WHAT IS EXPECTED — Repeat each entry as written, dropping any picture you find.

Collected data —
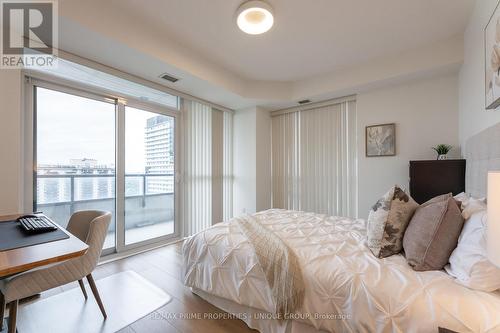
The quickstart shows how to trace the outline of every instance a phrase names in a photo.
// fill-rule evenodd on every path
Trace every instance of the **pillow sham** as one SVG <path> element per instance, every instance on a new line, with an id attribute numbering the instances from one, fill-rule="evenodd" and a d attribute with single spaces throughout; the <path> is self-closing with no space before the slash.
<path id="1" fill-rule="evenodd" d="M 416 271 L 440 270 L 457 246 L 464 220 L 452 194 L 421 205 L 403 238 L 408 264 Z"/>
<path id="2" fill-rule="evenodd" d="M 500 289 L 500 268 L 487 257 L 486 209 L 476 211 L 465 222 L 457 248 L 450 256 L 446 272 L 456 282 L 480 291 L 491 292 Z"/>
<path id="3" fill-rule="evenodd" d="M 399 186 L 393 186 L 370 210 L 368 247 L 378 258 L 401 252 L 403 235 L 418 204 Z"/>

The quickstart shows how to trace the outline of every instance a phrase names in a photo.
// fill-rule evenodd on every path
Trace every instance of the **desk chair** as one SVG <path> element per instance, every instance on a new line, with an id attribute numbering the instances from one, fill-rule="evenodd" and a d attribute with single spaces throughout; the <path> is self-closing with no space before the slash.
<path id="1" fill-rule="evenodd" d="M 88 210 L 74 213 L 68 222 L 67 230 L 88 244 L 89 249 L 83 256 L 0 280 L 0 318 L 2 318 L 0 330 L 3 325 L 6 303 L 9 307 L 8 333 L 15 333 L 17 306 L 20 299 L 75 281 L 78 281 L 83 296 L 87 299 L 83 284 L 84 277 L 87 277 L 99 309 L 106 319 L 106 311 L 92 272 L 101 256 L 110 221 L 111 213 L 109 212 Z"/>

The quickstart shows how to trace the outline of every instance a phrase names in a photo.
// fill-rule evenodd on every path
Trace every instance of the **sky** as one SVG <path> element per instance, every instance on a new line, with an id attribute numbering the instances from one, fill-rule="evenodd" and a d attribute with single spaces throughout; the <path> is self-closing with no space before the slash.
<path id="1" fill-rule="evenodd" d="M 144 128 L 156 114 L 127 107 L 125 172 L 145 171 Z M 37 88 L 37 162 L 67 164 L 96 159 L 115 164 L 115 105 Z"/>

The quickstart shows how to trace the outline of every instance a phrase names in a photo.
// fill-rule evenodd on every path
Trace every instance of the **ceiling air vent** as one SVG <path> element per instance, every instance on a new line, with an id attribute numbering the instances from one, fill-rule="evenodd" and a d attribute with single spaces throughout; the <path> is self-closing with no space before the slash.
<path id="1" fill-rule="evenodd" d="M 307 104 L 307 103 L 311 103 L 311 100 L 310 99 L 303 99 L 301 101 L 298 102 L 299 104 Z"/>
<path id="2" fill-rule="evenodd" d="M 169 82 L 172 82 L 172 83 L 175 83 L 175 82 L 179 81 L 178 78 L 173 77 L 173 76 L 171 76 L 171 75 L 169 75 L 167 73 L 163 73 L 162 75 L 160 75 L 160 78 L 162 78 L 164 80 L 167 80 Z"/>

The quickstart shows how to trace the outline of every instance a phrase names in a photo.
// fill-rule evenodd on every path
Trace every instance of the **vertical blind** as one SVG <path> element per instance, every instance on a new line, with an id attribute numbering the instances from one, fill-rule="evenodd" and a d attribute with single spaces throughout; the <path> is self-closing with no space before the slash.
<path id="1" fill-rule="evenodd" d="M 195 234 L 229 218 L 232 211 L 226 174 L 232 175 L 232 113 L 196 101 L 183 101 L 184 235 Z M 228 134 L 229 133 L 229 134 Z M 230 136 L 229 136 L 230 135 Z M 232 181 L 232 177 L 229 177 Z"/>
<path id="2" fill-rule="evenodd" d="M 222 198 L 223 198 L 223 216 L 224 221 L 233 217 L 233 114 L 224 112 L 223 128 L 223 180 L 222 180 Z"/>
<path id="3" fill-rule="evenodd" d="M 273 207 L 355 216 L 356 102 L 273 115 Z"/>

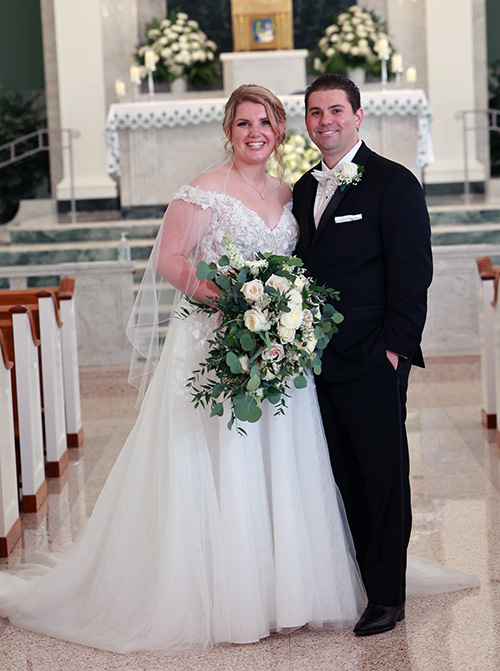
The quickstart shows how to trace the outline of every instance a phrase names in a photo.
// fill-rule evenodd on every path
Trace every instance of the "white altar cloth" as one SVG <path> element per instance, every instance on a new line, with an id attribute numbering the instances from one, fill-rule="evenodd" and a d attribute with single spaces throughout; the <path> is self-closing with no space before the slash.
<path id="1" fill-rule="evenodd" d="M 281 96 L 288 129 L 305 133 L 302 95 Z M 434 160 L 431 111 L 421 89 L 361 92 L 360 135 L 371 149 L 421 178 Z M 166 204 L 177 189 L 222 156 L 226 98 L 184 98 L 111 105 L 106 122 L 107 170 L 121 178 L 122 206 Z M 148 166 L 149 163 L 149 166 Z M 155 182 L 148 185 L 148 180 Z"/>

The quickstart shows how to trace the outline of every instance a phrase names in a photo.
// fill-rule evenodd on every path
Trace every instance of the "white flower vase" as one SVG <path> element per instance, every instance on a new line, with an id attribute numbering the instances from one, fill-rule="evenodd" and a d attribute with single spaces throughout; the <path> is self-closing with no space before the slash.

TASK OUTPUT —
The quickstart shows how to trace the outline of every instance a phrase names in a photo.
// fill-rule evenodd on every path
Trace every instance of the **pillow sham** as one SVG <path> element per instance, every instance on a new line, with an id attribute numbering the instances from one, fill-rule="evenodd" and a d attribute with single spaces throughout; the <path> is self-closing with no space before the slash.
<path id="1" fill-rule="evenodd" d="M 416 271 L 440 270 L 457 246 L 464 220 L 452 194 L 421 205 L 403 238 L 408 264 Z"/>
<path id="2" fill-rule="evenodd" d="M 500 289 L 500 268 L 487 257 L 486 209 L 476 211 L 465 222 L 457 248 L 450 256 L 446 272 L 456 282 L 480 291 L 491 292 Z"/>
<path id="3" fill-rule="evenodd" d="M 399 186 L 393 186 L 370 210 L 368 247 L 378 258 L 401 252 L 403 235 L 418 204 Z"/>

The quickstart shows how to trace the outline of every instance a phrase names in a photo.
// fill-rule evenodd on every path
Trace every instance of the **desk chair** as one SVG <path> element per instance, every instance on a new line, with an id attribute numbering the instances from one, fill-rule="evenodd" and a d attribute with single spaces throughout; the <path> is self-closing with no space before the slash.
<path id="1" fill-rule="evenodd" d="M 88 210 L 74 213 L 68 222 L 67 230 L 88 244 L 89 249 L 83 256 L 0 280 L 0 318 L 2 318 L 0 330 L 3 325 L 6 303 L 9 307 L 8 333 L 15 333 L 17 306 L 20 299 L 75 281 L 78 281 L 83 296 L 87 299 L 83 284 L 84 277 L 87 277 L 99 309 L 106 319 L 106 311 L 92 272 L 101 256 L 110 221 L 111 213 L 109 212 Z"/>

The quickstart shows how to trace the outline of every instance a phrase names in a photo.
// fill-rule evenodd on every path
Trace every instance of the **sky** as one SVG <path> element per instance, every instance on a new line, with an id attribute numbering the instances from one, fill-rule="evenodd" and a d attribute with single spaces throughout; the <path> is self-closing with no space before the slash.
<path id="1" fill-rule="evenodd" d="M 144 128 L 156 114 L 127 107 L 125 172 L 145 171 Z M 37 88 L 37 162 L 67 164 L 96 159 L 115 164 L 115 105 Z"/>

The quickstart shows how to trace the outline of every instance a phrase names in a photo.
// fill-rule evenodd on every path
Trace every instance of the **ceiling air vent** as one SVG <path> element per instance, every instance on a new line, with an id attribute numbering the instances from one, fill-rule="evenodd" and a d attribute with single spaces throughout; the <path> is self-closing with no space before the slash.
<path id="1" fill-rule="evenodd" d="M 307 104 L 307 103 L 311 103 L 311 100 L 310 99 L 303 99 L 301 101 L 298 102 L 299 104 Z"/>
<path id="2" fill-rule="evenodd" d="M 169 82 L 172 82 L 172 83 L 175 83 L 175 82 L 179 81 L 178 78 L 173 77 L 173 76 L 171 76 L 171 75 L 169 75 L 167 73 L 163 73 L 162 75 L 160 75 L 160 78 L 162 78 L 164 80 L 167 80 Z"/>

The quickstart shows how to trace the outline of every instance a phrase names in a photo.
// fill-rule evenodd on every path
Trace every instance of the **vertical blind** as one SVG <path> element per instance, every instance on a new line, with an id attribute numbering the instances from one, fill-rule="evenodd" and a d attribute with single spaces throughout; the <path> is self-closing with no space before the slash.
<path id="1" fill-rule="evenodd" d="M 195 234 L 229 218 L 232 211 L 226 174 L 232 175 L 232 113 L 196 101 L 183 101 L 184 235 Z M 228 134 L 229 133 L 229 134 Z M 230 136 L 229 136 L 230 135 Z M 232 181 L 232 177 L 229 177 Z"/>
<path id="2" fill-rule="evenodd" d="M 222 198 L 223 198 L 223 216 L 224 221 L 233 217 L 233 114 L 224 112 L 223 128 L 223 180 L 222 180 Z"/>
<path id="3" fill-rule="evenodd" d="M 273 207 L 355 216 L 356 102 L 273 115 Z"/>

The quickstart shows how to trace the outline of every instance a phrase names in a photo.
// fill-rule evenodd on every path
Trace every instance of the "white altar cloth" as one SVG <path> element per instance, every instance on a new line, with an id attribute numbering the instances from one, fill-rule="evenodd" and a d attribute with single spaces throughout; the <path> is self-closing with no space before the slash.
<path id="1" fill-rule="evenodd" d="M 281 96 L 288 129 L 305 133 L 302 95 Z M 434 160 L 431 111 L 421 89 L 361 92 L 360 135 L 371 149 L 421 178 Z M 166 204 L 177 189 L 222 156 L 226 98 L 184 98 L 111 105 L 106 122 L 107 170 L 121 178 L 122 206 Z M 148 166 L 149 163 L 149 166 Z M 155 182 L 148 185 L 148 180 Z"/>

The quickstart shows how to trace the outline of every instance a phrase names in a photo.
// fill-rule evenodd on every path
Trace every instance of the "white flower vase" as one SVG <path> element per instance, every instance on a new line, with an id attribute numbering the instances from one, fill-rule="evenodd" and a d attribute with single spaces throughout; the <path> is self-closing with no space before the slash.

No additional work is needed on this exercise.